_Page extract_
*****
For the third time in as many weeks, national security forces went on alert, surrounding Guatemala City and searching cars on highways leading into the capital. The occasion was the six-month anniversary of the Aug. 8 coup that brought General Oscar Humberto Mejía Víctores to power. Although the day passed without any protest or disruption, the heightened security and the absence of any official celebration underscored the extreme uneasiness felt by the government of Central America's most populous (7.9 million) republic. As in neighboring El Salvador, a leftist insurgency poses a permanent challenge to the regime. Mejía, whose country has experienced two coups in less than two years, also worries about the intentions of his fellow military officers.

Known as the "country of eternal springtime," Guatemala appears peaceful. Late-model cars breeze along the capital's tree-lined boulevards, and restaurants draw crowds with such delicacies as imported stone crabs and tender churrasco steaks. But that façade of tranquillity conceals some unpleasant facts. According to Western diplomats, the average number of violent deaths each week has increased from 150 under former President Efraín Ríos Montt to 190. Daily newspapers display incongruously cheerful pictures of students and young professionals who have "disappeared." Earlier this month an engineering student known for his leftist sympathies was shot and wounded while at work. Kidnaped from a hospital emergency room by ten armed men, he was found four days later on the outskirts of Guatemala City with 15 bullets in his body. That same day a professor of medicine was machine-gunned as he got into his car. These incidents prompted the rector of Guatemala City's University of San Carlos to denounce "open aggression against the intelligentsia." In a report published this month, the U.S. State Department claimed that "serious human rights problems continued in Guatemala in 1983, but there were improvements in some important areas."

Despite the continuing violence, Mejía has won support because he has kept the promises he made after seizing power. The paunchy brigadier ended press censorship and abolished the secret tribunals that during Ríos Montt's 17-month rule sentenced 15 people to death for subversion and crimes against the state. He reduced value-added taxes from 10% to 7%, hoping to revive an economy plagued by 40% unemployment. Mejía has also won favor simply for being a Roman Catholic; most of his countrymen (90% of whom are Catholic) had grown uncomfortable with Ríos Montt's eccentric Protestant evangelism.
*****
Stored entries
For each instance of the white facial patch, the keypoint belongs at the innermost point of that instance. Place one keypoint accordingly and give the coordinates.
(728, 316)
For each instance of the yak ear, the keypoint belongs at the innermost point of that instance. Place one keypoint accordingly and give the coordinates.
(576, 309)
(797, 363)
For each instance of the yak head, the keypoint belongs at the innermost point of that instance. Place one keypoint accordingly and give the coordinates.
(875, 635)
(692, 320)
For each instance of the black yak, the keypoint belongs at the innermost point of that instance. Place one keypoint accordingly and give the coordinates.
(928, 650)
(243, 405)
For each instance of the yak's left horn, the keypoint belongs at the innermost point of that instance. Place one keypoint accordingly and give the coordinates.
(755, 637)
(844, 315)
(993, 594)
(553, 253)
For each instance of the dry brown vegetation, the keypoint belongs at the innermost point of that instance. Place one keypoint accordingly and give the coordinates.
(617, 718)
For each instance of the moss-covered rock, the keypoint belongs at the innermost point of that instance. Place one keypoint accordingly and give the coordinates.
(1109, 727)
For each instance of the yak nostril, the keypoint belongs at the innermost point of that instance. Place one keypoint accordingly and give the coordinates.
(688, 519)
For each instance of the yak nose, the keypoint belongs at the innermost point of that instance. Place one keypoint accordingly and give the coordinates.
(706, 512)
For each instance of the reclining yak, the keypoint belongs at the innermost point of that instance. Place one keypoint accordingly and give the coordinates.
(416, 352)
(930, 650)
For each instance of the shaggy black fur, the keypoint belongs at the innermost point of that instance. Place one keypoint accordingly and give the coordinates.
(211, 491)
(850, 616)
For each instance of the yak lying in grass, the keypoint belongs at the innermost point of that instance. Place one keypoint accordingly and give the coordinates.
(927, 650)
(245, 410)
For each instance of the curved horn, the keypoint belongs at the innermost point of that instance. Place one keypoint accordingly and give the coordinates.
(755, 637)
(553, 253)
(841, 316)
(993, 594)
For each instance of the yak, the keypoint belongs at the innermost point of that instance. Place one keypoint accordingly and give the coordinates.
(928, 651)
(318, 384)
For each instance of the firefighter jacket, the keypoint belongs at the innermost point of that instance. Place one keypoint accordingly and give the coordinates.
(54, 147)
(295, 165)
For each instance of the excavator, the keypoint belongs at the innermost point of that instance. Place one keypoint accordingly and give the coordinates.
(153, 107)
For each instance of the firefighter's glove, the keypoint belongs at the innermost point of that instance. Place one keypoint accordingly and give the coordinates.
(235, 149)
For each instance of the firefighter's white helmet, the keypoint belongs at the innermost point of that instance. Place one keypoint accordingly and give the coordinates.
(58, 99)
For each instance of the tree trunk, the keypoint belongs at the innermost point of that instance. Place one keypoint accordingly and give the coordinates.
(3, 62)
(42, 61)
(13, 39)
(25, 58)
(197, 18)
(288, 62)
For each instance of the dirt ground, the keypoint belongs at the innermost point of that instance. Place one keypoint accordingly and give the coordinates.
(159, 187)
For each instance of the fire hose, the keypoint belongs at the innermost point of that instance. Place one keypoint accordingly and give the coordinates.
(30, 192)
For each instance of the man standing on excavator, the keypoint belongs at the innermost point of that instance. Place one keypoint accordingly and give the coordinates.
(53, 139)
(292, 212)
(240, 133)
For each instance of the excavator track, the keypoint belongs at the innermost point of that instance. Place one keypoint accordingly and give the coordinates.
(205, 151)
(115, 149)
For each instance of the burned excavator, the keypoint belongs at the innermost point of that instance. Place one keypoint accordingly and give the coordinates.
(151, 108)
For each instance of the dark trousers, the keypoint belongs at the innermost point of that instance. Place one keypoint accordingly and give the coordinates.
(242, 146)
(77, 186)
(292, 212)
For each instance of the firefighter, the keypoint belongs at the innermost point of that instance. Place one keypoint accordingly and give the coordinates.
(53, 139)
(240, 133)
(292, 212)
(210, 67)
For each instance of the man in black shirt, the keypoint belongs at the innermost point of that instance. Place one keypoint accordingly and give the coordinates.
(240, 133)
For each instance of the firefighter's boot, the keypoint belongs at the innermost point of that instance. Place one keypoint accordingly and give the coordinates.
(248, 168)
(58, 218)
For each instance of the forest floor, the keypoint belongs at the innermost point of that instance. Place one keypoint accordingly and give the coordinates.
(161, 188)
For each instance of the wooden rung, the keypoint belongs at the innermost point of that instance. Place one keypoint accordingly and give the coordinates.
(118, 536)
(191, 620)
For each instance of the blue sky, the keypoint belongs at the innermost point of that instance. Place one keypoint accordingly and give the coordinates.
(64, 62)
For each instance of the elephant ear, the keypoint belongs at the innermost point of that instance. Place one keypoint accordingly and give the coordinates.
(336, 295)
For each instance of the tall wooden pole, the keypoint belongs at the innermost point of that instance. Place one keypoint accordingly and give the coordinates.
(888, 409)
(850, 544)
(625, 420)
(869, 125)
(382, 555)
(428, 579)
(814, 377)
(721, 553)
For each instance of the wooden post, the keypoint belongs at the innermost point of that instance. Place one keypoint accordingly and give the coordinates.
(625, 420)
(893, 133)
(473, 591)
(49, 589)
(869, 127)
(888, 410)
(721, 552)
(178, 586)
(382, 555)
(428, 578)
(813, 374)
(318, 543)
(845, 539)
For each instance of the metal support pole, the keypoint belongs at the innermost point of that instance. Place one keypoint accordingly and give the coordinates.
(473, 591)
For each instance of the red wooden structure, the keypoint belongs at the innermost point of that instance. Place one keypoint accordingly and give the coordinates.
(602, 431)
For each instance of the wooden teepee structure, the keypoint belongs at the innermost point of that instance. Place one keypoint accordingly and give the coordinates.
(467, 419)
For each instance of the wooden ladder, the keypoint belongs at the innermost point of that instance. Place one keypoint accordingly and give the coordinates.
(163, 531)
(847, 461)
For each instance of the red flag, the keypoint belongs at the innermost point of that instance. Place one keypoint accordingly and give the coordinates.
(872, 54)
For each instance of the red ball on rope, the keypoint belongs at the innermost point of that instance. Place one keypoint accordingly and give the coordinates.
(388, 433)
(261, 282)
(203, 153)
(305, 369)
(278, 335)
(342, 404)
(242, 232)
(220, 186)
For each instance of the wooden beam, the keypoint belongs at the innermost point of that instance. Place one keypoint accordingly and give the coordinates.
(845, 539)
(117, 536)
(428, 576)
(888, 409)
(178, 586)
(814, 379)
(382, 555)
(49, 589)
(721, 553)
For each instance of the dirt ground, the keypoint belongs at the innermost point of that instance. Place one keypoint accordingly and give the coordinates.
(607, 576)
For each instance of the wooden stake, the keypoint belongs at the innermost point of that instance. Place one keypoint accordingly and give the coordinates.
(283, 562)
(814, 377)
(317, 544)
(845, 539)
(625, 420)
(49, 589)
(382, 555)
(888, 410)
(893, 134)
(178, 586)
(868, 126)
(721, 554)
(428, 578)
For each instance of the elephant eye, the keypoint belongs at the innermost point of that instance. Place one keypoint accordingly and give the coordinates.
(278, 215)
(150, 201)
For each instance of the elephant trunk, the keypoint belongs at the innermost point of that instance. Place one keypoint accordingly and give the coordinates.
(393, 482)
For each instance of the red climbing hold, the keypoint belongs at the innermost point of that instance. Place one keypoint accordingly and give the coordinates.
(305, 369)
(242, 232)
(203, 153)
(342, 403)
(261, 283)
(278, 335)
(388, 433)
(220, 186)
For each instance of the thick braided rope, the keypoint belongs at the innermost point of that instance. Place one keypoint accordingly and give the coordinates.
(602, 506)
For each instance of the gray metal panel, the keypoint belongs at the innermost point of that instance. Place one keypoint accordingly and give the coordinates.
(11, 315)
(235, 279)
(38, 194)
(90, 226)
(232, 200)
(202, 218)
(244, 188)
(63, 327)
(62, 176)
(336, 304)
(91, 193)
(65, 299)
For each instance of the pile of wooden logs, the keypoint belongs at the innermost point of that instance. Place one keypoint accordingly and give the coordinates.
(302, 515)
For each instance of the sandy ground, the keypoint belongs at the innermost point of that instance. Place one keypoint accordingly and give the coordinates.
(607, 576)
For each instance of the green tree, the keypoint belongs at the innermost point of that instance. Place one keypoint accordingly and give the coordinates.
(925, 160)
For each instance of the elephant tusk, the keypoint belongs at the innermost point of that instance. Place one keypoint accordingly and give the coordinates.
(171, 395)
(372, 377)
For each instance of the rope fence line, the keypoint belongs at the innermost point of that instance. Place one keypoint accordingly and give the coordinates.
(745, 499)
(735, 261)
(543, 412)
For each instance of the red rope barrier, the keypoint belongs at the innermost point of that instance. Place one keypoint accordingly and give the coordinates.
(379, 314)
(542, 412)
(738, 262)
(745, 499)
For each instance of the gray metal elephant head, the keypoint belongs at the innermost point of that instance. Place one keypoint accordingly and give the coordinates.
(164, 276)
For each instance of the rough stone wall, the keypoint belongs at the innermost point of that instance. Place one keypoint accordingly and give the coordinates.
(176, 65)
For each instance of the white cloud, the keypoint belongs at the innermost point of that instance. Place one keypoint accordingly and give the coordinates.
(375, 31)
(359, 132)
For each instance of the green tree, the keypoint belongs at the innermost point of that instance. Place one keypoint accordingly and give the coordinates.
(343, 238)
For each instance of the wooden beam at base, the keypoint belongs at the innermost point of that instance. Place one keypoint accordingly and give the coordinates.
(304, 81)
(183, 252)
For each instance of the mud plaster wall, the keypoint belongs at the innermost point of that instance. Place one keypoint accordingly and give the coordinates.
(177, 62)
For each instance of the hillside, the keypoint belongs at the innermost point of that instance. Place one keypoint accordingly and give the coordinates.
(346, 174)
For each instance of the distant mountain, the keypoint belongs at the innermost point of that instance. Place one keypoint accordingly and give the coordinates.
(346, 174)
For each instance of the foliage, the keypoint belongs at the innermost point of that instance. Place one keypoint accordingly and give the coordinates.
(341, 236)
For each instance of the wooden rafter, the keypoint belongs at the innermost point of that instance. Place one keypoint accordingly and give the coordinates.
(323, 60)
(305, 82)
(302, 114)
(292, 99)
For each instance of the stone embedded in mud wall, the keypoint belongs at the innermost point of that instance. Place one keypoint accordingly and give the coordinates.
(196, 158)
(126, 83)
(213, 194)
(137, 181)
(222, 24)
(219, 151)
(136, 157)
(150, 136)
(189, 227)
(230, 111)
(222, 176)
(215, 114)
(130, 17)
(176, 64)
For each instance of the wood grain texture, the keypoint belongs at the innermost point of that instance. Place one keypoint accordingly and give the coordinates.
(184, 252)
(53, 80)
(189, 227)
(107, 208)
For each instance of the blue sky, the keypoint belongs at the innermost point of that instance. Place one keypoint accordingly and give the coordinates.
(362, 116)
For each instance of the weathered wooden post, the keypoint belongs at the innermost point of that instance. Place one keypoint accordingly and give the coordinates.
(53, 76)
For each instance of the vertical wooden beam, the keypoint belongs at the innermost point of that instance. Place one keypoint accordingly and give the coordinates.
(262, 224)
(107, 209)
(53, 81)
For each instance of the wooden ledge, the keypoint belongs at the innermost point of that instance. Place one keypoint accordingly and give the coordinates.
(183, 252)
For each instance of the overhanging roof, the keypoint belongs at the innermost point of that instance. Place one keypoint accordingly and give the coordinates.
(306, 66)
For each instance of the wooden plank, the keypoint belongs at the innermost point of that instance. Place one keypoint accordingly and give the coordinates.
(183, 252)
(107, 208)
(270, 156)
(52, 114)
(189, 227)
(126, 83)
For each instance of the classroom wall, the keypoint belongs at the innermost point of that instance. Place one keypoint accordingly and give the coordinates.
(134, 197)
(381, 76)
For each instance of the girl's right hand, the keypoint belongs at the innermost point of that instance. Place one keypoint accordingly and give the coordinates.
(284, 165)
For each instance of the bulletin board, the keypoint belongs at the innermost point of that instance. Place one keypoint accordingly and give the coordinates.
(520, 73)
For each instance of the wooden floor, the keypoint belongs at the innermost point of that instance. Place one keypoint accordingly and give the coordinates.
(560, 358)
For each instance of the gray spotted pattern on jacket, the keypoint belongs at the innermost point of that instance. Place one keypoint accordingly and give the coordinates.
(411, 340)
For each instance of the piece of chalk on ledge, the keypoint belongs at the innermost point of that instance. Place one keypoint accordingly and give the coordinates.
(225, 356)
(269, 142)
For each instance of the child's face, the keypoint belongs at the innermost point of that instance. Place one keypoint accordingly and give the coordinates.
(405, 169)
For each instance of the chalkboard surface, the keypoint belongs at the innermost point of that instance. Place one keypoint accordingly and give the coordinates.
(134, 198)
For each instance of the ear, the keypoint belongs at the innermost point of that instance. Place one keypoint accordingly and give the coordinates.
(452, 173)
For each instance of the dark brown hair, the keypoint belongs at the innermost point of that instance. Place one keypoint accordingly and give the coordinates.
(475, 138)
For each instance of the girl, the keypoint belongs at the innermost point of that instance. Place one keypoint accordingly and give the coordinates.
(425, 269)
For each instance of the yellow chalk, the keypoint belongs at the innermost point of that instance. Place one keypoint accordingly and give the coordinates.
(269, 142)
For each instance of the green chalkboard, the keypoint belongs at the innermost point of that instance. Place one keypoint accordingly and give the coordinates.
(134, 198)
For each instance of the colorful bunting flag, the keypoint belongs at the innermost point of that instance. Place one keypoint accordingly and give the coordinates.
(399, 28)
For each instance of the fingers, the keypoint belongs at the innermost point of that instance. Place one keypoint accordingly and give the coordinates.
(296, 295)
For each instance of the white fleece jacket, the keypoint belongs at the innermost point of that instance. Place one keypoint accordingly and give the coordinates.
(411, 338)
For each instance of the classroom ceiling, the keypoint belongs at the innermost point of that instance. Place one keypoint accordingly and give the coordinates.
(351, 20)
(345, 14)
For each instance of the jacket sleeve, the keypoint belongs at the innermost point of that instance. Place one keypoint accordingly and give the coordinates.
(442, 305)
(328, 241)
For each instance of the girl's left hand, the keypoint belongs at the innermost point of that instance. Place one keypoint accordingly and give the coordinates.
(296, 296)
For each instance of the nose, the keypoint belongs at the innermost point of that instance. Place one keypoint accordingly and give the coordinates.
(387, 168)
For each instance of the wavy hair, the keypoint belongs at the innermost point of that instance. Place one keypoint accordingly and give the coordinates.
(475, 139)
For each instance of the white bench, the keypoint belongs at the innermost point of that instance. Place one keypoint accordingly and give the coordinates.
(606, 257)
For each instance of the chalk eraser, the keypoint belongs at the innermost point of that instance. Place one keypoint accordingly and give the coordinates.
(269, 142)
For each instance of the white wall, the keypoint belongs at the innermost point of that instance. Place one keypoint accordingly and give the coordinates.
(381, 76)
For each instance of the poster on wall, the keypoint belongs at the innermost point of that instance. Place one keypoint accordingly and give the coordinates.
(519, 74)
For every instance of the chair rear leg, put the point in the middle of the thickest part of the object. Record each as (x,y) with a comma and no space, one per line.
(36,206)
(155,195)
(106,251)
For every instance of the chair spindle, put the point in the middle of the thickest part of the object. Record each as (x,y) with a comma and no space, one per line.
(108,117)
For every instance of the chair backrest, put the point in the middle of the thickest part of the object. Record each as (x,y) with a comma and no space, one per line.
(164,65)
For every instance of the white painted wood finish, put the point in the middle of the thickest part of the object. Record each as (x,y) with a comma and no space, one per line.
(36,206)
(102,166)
*****
_Work to complete_
Duplicate the passage on Guatemala under Mejía word for word, everything from "For the third" down to "fellow military officers.".

_Solution_
For the third time in as many weeks, national security forces went on alert, surrounding Guatemala City and searching cars on highways leading into the capital. The occasion was the six-month anniversary of the Aug. 8 coup that brought General Oscar Humberto Mejía Víctores to power. Although the day passed without any protest or disruption, the heightened security and the absence of any official celebration underscored the extreme uneasiness felt by the government of Central America's most populous (7.9 million) republic. As in neighboring El Salvador, a leftist insurgency poses a permanent challenge to the regime. Mejía, whose country has experienced two coups in less than two years, also worries about the intentions of his fellow military officers.